§ TO DO
Output the material below unchanged, apart from leaving out the pictures.

§ RECORDS FOR THIS EXERCISE

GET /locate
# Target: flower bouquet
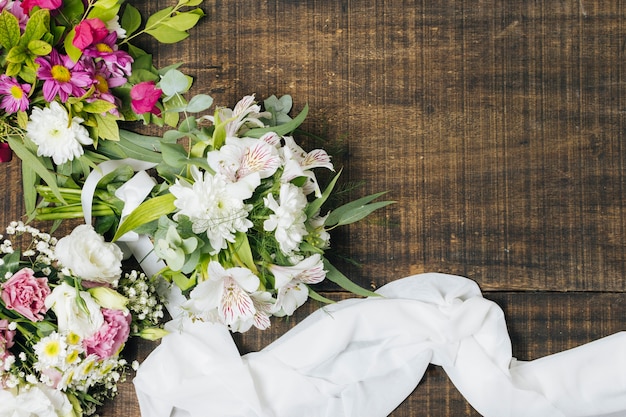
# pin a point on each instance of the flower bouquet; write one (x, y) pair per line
(70, 73)
(236, 215)
(66, 312)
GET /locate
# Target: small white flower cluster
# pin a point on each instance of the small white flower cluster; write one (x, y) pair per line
(41, 246)
(143, 301)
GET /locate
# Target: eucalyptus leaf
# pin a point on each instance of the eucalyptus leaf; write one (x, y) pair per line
(283, 129)
(334, 275)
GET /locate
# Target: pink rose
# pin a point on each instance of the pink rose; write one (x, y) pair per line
(144, 96)
(26, 294)
(6, 339)
(27, 5)
(89, 32)
(110, 338)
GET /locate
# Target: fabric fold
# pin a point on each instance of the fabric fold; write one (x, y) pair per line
(365, 356)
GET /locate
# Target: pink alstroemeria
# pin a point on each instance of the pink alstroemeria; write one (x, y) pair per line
(144, 96)
(14, 95)
(62, 76)
(89, 32)
(27, 5)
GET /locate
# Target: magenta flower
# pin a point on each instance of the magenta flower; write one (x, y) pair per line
(62, 76)
(89, 32)
(14, 96)
(27, 5)
(26, 294)
(110, 338)
(144, 96)
(118, 62)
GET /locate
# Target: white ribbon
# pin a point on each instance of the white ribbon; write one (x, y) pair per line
(363, 357)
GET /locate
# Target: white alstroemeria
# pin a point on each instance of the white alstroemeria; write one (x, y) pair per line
(240, 157)
(226, 292)
(36, 400)
(83, 320)
(290, 297)
(299, 163)
(308, 271)
(288, 219)
(246, 112)
(56, 135)
(215, 205)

§ EXERCISE OUTPUT
GET /locate
# Target: flower bouquet
# pin a point on each instance of the flower bouquet; write one (x, y) pair per line
(70, 73)
(236, 215)
(66, 312)
GET /locate
# Target: small white flower cluster
# pin a point on each instance of the small white flower cluster; write one (x, y) pair per line
(41, 246)
(143, 301)
GET /locate
# Target: eucalyptus leaf
# pin a point on each instance of the eucalyptus leaf; write one (x, y) pair per line
(283, 129)
(334, 275)
GET /locate
# Target: pink rose
# pin a point on each instance of the pink rose; write one (x, y) pair per line
(144, 96)
(26, 294)
(6, 339)
(27, 5)
(89, 32)
(110, 338)
GET /locate
# Target: fabric fold
# pin a point on each instance of the fabric fold; write one (x, y) pair per line
(365, 356)
GET /locate
# Target: pink alstroemeria
# pin a point on each instance of the pink alstroemeria; write one (x, y) pair per line
(144, 96)
(14, 95)
(62, 76)
(89, 32)
(27, 5)
GET /locate
# Target: magenta flower
# pin a point on each instance of the magenta flower; write one (x, y) pair per line
(62, 76)
(89, 32)
(14, 96)
(27, 5)
(26, 294)
(110, 338)
(144, 96)
(118, 62)
GET /locate
# Target: white ribbon
# pin a point on each instance of the white ribbon; write one (x, y) pair per line
(363, 357)
GET /locate
# Target: white alstroemeria
# pin a point on each instance of the white alstroemeria; write one (x, y) pair per line
(240, 157)
(226, 292)
(36, 400)
(83, 320)
(290, 297)
(299, 163)
(308, 271)
(288, 219)
(246, 112)
(56, 135)
(215, 205)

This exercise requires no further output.